**TASK GOAL:** Extract every line of the listing below that contains the string "baluster". Treat the match as case-sensitive.

**DATA FOR PROCESSING:**
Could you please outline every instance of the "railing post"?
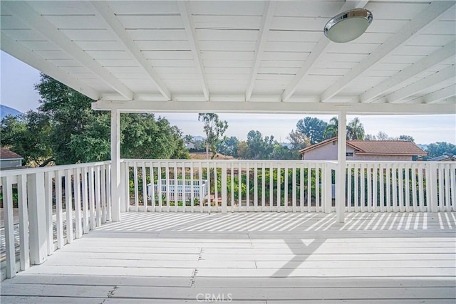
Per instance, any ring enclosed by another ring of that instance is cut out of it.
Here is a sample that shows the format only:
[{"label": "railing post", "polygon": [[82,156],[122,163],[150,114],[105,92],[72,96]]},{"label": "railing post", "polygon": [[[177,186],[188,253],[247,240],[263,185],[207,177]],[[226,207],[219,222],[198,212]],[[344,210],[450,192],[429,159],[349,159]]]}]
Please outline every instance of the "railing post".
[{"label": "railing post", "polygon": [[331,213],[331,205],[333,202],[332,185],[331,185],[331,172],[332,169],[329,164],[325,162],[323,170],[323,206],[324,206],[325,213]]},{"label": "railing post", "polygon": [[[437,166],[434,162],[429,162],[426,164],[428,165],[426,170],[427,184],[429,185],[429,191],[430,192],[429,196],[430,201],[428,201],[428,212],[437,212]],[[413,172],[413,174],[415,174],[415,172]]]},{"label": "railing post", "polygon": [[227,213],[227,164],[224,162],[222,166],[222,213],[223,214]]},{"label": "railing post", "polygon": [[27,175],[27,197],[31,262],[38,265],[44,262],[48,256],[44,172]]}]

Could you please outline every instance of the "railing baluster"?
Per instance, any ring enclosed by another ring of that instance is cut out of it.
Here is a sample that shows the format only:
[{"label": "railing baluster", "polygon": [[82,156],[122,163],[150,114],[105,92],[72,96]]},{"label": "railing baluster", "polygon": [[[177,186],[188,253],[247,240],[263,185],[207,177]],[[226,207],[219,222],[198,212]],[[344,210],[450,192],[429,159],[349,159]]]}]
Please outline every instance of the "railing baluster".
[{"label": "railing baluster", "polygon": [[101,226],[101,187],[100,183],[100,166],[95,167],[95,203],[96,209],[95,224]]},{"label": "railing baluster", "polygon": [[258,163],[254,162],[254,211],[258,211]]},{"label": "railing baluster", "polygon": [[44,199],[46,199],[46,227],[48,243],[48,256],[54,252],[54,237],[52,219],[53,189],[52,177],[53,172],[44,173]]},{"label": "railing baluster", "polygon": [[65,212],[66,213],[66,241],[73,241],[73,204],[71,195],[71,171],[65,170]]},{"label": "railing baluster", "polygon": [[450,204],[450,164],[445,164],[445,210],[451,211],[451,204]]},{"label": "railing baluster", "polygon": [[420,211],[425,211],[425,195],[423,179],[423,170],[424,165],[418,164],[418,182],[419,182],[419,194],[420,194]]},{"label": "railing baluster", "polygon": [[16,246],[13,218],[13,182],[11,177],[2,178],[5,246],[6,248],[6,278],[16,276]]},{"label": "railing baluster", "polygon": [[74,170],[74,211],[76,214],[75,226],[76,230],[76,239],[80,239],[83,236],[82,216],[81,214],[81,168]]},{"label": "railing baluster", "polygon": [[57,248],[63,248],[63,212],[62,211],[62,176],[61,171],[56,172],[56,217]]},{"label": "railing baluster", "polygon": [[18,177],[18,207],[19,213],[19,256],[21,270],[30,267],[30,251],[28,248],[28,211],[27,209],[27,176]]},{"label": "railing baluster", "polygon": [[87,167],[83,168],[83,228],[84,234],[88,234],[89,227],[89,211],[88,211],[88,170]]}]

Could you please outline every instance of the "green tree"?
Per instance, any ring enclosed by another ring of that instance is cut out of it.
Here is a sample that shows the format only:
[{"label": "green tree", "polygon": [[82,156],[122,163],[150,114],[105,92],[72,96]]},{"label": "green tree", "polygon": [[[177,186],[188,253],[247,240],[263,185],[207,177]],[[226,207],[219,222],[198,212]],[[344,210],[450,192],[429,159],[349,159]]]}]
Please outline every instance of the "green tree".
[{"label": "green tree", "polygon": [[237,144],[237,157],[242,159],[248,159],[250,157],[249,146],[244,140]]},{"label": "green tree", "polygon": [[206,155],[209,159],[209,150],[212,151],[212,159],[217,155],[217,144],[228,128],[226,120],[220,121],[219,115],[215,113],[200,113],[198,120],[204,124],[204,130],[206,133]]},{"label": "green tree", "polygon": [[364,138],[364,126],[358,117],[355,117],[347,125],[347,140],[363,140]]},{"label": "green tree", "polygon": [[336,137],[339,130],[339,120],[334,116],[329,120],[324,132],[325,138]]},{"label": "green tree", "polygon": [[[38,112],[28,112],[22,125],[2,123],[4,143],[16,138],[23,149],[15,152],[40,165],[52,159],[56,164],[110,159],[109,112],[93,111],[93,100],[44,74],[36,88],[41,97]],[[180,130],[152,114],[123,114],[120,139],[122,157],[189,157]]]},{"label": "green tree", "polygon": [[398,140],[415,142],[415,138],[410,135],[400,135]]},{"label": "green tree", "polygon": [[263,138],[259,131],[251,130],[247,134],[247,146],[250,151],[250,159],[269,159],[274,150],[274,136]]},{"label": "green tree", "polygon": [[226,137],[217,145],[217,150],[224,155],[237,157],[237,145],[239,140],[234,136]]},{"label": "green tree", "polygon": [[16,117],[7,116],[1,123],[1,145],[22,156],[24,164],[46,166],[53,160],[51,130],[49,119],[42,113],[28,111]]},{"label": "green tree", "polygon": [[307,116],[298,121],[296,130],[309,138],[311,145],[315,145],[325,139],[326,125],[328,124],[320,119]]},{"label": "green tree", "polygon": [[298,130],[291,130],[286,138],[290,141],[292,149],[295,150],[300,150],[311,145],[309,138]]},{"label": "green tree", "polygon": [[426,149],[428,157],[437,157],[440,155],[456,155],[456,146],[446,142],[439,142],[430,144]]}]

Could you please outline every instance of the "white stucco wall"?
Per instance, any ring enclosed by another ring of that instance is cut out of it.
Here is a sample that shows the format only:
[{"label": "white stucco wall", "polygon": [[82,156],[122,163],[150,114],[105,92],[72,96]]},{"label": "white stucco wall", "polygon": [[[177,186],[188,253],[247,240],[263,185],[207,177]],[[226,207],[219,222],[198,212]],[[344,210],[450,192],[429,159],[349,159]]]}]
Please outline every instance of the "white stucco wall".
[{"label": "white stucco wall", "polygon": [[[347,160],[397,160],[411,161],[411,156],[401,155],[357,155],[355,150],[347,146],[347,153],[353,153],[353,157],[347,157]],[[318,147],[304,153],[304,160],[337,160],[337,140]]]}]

**THE OUTPUT:**
Could you please outline every instance of the "railing baluster"?
[{"label": "railing baluster", "polygon": [[82,156],[122,163],[150,114],[105,92],[72,96]]},{"label": "railing baluster", "polygon": [[[177,186],[188,253],[247,240],[263,185],[207,177]],[[226,207],[219,222],[198,212]],[[344,210],[450,192],[429,159],[349,159]]]}]
Please outline every instance of the "railing baluster".
[{"label": "railing baluster", "polygon": [[101,226],[101,187],[100,183],[100,166],[95,167],[95,203],[96,209],[95,224]]},{"label": "railing baluster", "polygon": [[258,163],[254,162],[254,211],[258,211]]},{"label": "railing baluster", "polygon": [[44,199],[46,199],[46,227],[48,243],[48,256],[54,252],[54,237],[52,219],[53,189],[52,177],[53,172],[44,173]]},{"label": "railing baluster", "polygon": [[65,212],[66,213],[66,241],[73,241],[73,204],[71,195],[71,171],[65,170]]},{"label": "railing baluster", "polygon": [[450,204],[450,164],[445,164],[445,210],[451,211],[451,204]]},{"label": "railing baluster", "polygon": [[420,211],[425,211],[425,195],[423,179],[423,170],[424,165],[418,164],[418,182],[419,182],[419,194],[420,194]]},{"label": "railing baluster", "polygon": [[16,246],[13,218],[13,182],[11,177],[2,178],[5,246],[6,248],[6,278],[16,276]]},{"label": "railing baluster", "polygon": [[74,170],[74,211],[76,214],[75,226],[76,230],[76,239],[80,239],[83,236],[82,216],[81,214],[81,168]]},{"label": "railing baluster", "polygon": [[57,248],[63,248],[63,212],[62,211],[62,176],[61,171],[56,172],[56,217]]},{"label": "railing baluster", "polygon": [[18,177],[18,207],[19,213],[19,256],[21,270],[30,267],[30,251],[28,248],[28,211],[27,209],[27,176]]},{"label": "railing baluster", "polygon": [[87,167],[83,168],[83,228],[84,234],[88,234],[89,227],[89,211],[88,211],[88,170]]}]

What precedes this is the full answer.